_WHAT IS REQUIRED:_ Write out the entries, please, from the line containing "of the ocean" through their final line, exactly and with nothing else.

::: THE RECORDS

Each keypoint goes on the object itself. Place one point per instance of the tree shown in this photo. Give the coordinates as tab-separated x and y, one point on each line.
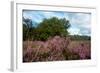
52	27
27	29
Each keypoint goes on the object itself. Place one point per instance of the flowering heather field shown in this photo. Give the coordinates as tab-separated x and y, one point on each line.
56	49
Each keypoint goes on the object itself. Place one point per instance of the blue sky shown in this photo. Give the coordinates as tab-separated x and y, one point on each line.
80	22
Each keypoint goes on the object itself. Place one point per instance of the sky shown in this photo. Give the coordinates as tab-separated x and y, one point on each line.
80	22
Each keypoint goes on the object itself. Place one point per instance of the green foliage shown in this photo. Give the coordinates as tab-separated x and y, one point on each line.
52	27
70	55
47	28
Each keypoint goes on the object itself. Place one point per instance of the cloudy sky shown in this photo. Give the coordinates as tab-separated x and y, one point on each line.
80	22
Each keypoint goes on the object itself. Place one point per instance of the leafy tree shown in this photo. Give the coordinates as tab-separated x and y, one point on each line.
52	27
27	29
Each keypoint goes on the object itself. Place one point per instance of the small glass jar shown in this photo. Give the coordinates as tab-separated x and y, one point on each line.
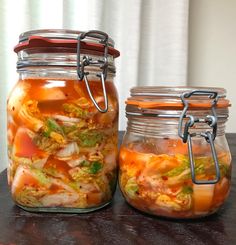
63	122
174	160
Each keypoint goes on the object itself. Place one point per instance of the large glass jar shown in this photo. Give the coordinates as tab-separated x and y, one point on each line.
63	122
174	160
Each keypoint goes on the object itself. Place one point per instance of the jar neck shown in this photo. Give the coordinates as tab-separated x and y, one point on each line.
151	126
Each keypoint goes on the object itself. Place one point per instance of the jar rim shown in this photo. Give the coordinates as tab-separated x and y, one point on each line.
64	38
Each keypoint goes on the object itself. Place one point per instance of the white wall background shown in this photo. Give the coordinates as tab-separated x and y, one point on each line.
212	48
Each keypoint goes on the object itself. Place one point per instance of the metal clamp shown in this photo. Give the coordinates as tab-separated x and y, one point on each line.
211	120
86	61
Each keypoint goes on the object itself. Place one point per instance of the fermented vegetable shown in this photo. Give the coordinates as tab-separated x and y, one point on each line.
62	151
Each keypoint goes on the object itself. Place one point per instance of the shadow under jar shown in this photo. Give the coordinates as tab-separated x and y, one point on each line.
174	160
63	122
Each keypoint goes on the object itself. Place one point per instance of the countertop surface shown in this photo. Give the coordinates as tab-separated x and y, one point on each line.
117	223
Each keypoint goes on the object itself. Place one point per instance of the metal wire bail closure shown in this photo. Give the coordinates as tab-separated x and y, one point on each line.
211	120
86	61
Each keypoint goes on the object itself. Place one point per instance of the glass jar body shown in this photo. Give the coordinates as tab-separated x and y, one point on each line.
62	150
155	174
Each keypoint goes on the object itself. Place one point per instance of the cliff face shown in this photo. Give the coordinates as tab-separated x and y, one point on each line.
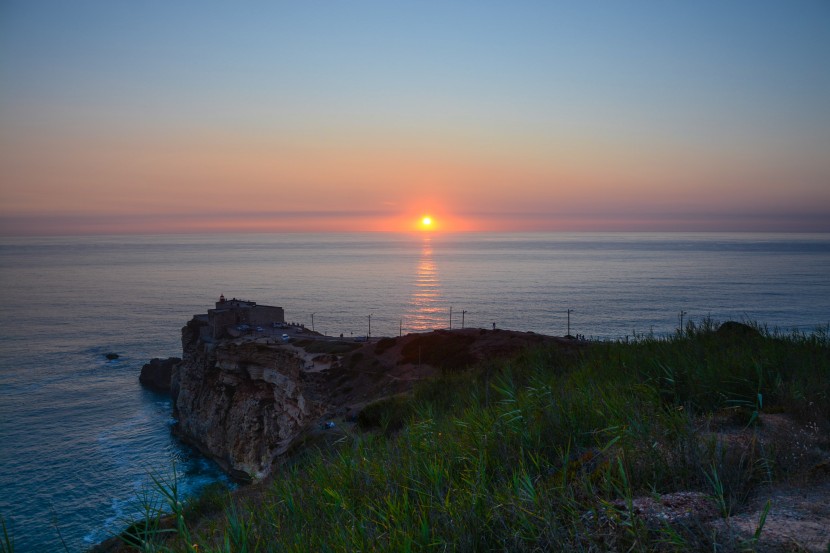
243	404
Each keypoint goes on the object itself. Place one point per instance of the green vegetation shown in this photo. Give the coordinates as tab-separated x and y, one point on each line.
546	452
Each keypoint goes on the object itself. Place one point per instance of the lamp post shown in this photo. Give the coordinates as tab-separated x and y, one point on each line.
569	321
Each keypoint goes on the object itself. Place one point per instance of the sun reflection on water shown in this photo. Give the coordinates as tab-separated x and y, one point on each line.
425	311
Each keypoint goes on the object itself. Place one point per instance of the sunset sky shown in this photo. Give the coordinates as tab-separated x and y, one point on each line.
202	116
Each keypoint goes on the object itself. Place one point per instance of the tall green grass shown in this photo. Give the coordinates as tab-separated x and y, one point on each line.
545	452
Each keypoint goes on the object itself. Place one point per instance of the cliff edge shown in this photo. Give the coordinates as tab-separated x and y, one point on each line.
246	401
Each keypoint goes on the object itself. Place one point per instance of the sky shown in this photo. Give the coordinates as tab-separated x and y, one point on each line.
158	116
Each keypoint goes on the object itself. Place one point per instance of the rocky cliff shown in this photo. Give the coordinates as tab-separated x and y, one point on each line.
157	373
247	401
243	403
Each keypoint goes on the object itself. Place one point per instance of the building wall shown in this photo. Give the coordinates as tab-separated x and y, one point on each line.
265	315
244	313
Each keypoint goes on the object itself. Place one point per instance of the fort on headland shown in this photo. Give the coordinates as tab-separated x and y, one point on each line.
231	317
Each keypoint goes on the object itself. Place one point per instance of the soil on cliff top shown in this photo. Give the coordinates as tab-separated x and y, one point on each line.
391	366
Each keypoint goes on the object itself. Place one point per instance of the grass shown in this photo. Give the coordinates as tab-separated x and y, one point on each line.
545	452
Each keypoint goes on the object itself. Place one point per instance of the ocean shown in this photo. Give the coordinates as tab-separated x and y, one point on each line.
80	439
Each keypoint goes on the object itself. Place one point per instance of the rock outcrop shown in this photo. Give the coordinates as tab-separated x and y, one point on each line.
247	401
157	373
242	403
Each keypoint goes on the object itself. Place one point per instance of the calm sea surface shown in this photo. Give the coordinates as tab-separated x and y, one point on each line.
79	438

::::::

_ANSWER TO THIS TASK:_
Each keypoint goes on the object itself. Place one point per instance of the ocean shown in this photo. Give the coordinates as tab-separated x and y, one point on each line.
80	439
Each keypoint goes on the object itself. Place one point per instance of the rock outcrop shown in this photo. Give the coordinates as tab-separated x and y, one point on each line.
247	401
157	373
242	403
Each keypoint goes on the object itself. Place one point per instance of the calm sea surface shown in this photo. Give the coordinates as tab-separated x and y, one point on each line.
79	438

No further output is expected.